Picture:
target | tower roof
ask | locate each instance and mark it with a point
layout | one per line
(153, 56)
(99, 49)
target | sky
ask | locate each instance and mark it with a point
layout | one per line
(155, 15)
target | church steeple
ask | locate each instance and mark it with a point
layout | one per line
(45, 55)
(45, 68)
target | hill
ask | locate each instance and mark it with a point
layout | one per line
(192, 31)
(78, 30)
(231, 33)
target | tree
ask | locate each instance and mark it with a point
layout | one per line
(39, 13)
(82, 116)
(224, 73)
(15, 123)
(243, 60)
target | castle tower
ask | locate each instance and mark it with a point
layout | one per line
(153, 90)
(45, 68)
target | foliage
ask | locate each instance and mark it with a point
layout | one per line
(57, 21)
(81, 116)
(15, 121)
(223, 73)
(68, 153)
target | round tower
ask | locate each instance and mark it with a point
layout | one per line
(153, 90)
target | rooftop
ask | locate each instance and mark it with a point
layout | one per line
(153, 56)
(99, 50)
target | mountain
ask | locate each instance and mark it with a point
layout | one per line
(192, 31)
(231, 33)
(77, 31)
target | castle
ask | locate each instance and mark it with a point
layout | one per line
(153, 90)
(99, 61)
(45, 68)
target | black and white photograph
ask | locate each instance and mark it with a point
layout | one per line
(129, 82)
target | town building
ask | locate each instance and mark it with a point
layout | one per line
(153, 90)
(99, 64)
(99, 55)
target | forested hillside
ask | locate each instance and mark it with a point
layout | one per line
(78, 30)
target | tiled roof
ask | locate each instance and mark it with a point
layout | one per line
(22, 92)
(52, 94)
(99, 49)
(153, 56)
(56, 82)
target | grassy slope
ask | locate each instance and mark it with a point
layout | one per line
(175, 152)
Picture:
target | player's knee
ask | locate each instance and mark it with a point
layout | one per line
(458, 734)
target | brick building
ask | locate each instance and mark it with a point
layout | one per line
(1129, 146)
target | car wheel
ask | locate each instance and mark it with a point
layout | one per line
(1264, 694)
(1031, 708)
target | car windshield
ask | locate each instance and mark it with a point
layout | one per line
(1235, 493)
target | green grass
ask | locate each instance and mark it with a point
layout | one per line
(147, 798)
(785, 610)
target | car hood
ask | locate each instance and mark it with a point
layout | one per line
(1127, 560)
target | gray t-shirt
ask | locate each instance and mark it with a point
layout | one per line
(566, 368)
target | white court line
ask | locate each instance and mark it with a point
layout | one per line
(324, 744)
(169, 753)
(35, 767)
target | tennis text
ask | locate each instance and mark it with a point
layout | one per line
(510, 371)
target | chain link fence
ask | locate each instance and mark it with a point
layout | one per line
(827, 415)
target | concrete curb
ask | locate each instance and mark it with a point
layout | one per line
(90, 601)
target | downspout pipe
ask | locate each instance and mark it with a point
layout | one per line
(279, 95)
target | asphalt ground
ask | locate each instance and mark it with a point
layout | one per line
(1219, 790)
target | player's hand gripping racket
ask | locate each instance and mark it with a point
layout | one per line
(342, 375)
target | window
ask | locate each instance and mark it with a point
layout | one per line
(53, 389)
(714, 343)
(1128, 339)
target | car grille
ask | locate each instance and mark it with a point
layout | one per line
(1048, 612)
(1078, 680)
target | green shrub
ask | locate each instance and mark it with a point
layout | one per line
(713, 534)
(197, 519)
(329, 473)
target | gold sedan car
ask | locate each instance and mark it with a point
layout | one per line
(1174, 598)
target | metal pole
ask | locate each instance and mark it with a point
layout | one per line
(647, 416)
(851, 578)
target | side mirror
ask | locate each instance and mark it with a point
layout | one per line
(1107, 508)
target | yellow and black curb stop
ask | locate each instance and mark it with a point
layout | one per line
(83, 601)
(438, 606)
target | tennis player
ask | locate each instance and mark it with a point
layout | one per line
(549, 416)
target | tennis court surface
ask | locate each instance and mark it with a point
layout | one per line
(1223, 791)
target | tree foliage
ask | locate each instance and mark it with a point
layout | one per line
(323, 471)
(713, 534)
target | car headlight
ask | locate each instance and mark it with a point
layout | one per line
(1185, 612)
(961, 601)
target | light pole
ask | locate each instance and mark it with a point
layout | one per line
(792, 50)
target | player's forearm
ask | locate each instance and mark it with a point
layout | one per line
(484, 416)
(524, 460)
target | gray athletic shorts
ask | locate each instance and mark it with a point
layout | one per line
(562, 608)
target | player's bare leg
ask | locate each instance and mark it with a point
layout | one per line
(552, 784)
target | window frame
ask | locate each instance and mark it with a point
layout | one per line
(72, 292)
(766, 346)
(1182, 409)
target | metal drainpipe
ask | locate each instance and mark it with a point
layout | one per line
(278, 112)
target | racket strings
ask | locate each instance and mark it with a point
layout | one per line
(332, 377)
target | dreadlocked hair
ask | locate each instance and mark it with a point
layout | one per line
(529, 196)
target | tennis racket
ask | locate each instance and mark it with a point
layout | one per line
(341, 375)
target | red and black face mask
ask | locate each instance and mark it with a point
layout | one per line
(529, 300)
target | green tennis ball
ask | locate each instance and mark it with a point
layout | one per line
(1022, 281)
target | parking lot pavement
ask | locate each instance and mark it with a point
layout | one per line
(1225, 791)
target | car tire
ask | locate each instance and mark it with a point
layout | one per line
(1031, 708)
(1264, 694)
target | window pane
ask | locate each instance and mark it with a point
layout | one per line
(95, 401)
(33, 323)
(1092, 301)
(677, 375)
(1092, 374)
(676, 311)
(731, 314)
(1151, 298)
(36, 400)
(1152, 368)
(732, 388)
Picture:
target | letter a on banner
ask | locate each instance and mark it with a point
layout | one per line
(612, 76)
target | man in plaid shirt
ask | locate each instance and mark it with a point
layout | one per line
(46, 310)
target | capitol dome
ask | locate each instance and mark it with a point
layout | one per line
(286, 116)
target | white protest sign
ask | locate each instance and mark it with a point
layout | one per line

------------------------------

*Job*.
Reproduce everything in the material from the line containing "target | window frame" down to the line containing "(1022, 281)", both lines included, adding 5 to every number in the answer coordinates and leaving all other lines unchanged.

*Output*.
target | window frame
ask | locate each instance and mark it with a point
layout | one per line
(77, 297)
(771, 351)
(1187, 414)
target | metal drainpipe
ask | locate each instance and mark it with a point
layout | one per line
(283, 117)
target | racket strings
ask | locate each instance and mark it with a point
layout | one per line
(337, 382)
target | dreadlocked hair
ask | locate each instance and mark it with a point
layout | one per line
(534, 201)
target | tennis racket
ask | locate each instance and mark it with a point
layout | one per line
(346, 380)
target | red and black face mask
ask | locate each instance and mark it with a point
layout | one per line
(534, 305)
target | green tennis ball
ask | locate each instance and mark it with a point
layout | one per line
(1027, 286)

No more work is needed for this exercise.